▶ [EXERCISE AIM]
Give as output the line that contains "dark hair in this photo as pixel coordinates.", followed by every remaining line of the entries, unchanged and with nothing added.

▶ [STORED RECORDS]

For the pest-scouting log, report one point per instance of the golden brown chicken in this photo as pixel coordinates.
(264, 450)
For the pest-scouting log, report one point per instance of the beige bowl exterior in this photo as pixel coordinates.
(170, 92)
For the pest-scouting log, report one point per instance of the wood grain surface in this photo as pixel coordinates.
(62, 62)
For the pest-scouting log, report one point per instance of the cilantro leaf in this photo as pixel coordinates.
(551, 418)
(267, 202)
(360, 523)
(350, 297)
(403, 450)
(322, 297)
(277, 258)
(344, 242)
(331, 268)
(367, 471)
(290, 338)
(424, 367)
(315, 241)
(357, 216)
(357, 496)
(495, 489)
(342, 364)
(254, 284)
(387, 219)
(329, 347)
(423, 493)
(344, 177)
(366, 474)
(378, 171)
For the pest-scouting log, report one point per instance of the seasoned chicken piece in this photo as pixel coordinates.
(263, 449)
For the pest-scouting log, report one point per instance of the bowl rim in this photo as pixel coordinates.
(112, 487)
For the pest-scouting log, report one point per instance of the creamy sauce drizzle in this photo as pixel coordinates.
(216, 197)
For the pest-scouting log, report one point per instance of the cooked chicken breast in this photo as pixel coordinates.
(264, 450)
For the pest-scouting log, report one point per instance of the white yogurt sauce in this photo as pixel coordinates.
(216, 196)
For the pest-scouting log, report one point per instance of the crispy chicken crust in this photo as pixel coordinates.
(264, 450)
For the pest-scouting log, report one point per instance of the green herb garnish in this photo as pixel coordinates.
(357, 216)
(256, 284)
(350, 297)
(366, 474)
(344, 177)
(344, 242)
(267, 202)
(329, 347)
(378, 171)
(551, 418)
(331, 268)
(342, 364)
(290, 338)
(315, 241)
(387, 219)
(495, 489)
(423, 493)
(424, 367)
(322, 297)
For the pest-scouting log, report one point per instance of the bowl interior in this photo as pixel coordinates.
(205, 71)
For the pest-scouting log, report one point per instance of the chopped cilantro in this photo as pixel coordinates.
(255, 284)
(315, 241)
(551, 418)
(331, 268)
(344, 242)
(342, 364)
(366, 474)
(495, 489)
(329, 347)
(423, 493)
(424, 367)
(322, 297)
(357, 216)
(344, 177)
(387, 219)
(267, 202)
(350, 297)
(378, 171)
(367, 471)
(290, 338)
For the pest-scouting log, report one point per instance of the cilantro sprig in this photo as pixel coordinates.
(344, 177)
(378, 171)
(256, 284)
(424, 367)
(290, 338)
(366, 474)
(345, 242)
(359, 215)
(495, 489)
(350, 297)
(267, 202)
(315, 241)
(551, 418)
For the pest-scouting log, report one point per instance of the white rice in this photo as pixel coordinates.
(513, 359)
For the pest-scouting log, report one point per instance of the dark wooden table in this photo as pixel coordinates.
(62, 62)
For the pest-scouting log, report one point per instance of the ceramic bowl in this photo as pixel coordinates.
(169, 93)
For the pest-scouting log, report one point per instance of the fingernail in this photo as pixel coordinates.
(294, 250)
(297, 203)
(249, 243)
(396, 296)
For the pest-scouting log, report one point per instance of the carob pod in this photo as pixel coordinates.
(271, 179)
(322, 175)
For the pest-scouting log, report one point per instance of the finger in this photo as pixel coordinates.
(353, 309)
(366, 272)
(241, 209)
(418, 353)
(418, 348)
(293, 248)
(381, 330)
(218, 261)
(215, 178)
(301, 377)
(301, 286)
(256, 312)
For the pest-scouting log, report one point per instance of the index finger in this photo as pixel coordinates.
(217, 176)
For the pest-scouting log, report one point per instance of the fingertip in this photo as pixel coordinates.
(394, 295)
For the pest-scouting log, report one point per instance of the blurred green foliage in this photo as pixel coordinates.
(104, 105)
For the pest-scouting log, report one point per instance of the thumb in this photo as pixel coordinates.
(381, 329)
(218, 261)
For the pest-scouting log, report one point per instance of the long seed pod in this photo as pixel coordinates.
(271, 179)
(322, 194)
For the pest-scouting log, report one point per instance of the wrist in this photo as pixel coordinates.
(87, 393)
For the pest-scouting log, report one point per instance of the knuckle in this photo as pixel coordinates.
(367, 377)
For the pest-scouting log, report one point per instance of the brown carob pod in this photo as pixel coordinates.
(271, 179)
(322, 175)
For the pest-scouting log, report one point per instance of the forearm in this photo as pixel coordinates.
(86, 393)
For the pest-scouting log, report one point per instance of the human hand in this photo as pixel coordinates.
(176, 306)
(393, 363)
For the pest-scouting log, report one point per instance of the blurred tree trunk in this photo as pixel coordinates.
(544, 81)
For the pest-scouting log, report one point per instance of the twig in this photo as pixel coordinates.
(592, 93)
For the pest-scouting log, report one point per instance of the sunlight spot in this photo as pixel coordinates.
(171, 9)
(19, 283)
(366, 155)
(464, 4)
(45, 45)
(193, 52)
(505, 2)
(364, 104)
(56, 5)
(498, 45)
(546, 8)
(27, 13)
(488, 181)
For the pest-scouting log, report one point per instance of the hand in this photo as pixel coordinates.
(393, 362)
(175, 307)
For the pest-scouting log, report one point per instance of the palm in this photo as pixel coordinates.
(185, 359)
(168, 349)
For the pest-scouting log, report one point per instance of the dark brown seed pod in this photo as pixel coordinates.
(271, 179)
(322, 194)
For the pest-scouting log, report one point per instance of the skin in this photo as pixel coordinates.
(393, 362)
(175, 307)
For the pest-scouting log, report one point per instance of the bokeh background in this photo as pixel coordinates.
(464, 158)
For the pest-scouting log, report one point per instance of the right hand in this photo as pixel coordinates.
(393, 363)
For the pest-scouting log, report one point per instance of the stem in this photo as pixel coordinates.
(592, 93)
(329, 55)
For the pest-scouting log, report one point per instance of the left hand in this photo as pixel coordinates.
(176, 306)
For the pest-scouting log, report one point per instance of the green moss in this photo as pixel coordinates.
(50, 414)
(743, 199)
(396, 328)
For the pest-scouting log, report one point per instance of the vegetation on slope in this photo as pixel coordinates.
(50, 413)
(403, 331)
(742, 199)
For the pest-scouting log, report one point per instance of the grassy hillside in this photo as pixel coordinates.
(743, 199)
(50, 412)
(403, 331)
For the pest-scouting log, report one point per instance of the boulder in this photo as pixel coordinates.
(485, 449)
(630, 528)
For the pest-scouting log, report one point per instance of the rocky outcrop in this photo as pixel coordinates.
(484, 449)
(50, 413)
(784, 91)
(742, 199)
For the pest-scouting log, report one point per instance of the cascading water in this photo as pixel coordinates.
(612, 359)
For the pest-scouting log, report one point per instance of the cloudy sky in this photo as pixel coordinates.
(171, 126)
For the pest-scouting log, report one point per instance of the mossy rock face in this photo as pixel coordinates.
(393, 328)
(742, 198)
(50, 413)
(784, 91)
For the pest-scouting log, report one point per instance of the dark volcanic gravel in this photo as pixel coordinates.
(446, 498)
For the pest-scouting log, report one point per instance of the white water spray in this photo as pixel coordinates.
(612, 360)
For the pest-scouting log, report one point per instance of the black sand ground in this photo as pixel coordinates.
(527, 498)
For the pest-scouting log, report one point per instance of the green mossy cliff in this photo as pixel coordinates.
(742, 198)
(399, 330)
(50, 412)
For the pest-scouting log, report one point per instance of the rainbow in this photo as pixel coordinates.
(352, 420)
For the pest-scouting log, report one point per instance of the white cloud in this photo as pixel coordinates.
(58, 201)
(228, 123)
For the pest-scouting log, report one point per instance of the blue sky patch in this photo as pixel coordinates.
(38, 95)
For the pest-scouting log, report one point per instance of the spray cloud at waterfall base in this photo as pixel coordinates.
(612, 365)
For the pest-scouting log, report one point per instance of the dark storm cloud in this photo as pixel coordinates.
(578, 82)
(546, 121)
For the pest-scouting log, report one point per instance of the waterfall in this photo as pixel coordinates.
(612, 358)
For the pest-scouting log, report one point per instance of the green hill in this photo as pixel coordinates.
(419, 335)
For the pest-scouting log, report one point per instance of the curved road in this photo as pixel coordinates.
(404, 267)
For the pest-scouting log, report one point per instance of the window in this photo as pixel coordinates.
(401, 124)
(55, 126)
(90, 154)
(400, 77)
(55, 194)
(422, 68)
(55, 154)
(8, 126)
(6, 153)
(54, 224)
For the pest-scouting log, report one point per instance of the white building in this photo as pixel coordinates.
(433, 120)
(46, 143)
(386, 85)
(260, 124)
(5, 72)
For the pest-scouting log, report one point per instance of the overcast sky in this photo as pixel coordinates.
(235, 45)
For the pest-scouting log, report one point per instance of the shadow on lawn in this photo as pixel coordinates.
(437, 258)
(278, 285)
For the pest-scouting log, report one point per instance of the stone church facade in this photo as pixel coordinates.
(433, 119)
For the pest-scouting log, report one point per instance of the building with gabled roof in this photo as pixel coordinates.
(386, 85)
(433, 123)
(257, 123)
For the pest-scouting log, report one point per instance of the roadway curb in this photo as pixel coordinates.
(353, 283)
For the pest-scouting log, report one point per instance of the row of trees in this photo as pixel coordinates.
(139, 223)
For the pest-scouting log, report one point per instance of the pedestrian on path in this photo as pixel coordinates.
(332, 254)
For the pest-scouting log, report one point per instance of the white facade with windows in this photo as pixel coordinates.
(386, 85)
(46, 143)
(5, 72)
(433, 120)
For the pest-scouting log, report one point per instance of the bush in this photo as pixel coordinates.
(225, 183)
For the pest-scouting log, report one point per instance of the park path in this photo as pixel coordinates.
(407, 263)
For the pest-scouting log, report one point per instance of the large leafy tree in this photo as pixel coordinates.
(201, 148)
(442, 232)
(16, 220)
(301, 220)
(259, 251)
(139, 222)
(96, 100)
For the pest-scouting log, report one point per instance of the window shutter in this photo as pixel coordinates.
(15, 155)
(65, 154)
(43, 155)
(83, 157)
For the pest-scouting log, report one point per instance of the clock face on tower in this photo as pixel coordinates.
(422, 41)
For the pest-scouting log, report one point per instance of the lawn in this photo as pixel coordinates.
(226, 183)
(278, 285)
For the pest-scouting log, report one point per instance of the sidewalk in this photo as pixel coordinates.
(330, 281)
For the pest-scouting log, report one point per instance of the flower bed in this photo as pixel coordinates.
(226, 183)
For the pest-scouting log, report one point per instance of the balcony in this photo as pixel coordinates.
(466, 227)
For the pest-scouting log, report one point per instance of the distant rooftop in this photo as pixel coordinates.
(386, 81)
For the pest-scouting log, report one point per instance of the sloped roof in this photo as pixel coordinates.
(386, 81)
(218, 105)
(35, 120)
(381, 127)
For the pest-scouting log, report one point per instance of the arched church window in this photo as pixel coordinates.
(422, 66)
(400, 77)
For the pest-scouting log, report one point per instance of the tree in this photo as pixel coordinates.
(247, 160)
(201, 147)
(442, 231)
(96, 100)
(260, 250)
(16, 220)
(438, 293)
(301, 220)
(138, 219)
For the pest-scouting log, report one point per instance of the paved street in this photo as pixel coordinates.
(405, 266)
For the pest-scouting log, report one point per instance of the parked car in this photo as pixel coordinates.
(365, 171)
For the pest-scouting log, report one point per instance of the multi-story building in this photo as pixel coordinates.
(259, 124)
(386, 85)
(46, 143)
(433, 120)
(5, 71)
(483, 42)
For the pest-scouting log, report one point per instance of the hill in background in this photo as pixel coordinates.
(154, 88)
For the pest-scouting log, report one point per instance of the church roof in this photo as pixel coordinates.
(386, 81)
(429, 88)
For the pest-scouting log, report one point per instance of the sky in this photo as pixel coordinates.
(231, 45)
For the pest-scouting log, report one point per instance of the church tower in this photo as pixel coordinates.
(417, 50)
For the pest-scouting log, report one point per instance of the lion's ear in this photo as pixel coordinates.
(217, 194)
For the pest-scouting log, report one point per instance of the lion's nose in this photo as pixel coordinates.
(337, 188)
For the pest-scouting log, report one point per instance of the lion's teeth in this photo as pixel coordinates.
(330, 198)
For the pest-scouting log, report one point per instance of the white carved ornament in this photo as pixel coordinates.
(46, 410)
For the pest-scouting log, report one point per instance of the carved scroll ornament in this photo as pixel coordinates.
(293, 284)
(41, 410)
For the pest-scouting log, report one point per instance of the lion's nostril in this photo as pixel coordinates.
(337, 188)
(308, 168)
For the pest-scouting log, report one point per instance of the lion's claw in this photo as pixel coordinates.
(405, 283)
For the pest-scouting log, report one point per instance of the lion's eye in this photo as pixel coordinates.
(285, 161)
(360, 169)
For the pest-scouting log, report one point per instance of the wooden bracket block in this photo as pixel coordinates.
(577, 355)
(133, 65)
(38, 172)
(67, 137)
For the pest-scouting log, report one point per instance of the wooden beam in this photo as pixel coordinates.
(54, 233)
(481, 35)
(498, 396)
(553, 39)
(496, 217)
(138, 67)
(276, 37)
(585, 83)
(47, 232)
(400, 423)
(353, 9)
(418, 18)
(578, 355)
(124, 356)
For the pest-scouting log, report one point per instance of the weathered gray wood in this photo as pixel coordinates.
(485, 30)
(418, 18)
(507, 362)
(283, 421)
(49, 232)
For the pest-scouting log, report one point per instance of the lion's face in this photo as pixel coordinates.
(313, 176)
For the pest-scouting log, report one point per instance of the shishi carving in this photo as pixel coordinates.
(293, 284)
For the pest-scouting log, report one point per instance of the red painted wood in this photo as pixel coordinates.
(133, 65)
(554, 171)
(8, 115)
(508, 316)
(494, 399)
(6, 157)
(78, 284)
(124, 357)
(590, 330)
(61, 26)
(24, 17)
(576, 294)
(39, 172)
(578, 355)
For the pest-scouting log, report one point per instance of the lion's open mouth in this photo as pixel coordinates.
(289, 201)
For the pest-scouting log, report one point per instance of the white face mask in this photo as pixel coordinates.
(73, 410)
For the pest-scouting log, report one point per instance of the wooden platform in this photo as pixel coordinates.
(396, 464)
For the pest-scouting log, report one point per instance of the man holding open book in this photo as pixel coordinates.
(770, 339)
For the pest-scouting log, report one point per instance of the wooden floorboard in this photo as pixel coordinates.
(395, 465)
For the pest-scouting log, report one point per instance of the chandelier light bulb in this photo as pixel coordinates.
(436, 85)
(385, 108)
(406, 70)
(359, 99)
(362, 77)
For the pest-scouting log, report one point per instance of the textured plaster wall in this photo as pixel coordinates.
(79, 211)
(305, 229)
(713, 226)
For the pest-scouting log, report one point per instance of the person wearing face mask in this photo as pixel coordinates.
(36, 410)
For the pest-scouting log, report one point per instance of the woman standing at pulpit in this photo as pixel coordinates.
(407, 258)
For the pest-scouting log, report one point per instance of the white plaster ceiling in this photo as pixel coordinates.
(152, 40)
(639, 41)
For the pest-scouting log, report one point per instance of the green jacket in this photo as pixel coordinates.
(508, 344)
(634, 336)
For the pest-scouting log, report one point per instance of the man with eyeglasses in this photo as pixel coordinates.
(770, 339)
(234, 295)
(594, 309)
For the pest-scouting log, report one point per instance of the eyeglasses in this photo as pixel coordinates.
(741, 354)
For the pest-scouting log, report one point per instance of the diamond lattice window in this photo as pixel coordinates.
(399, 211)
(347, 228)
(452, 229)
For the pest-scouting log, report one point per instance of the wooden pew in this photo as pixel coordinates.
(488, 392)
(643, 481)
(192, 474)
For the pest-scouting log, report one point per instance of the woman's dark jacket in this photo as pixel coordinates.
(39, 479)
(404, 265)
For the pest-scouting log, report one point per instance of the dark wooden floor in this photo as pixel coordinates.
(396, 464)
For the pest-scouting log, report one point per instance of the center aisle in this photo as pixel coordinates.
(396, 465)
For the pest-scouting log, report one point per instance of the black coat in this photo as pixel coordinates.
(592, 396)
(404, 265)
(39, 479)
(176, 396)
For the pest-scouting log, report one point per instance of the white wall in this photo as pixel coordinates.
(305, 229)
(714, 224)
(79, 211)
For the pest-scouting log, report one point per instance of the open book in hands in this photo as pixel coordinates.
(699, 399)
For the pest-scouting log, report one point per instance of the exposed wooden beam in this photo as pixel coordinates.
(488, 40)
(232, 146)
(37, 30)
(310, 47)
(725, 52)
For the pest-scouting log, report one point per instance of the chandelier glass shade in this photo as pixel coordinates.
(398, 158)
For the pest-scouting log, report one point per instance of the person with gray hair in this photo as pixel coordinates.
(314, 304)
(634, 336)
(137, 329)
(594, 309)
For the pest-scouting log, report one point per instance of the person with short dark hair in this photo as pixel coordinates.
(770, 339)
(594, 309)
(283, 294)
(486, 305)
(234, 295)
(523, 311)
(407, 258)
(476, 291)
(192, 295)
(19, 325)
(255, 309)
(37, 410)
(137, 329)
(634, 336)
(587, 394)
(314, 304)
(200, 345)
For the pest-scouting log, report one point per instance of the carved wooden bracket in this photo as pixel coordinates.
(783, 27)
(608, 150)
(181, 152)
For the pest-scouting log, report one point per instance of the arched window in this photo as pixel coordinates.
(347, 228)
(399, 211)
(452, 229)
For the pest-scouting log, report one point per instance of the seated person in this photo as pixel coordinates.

▶ [SOLUTION FOR THIS EXERCISE]
For the pest-scouting log, report one point per instance of the person with short dark hair in this photo as pixel coordinates.
(770, 339)
(594, 309)
(283, 294)
(486, 305)
(234, 295)
(523, 311)
(407, 258)
(476, 291)
(192, 295)
(19, 325)
(255, 309)
(37, 410)
(137, 329)
(634, 336)
(587, 394)
(314, 304)
(200, 345)
For the pest-scouting log, report one point per instance of the carved wooden bracket in this photo as pixel coordinates.
(783, 27)
(608, 150)
(181, 152)
For the pest-scouting log, report one point per instance of the arched window in this photo as pixel coordinates.
(347, 228)
(399, 211)
(452, 229)
For the pest-scouting log, report one point per instance of the seated person in this photo as pixel coordinates.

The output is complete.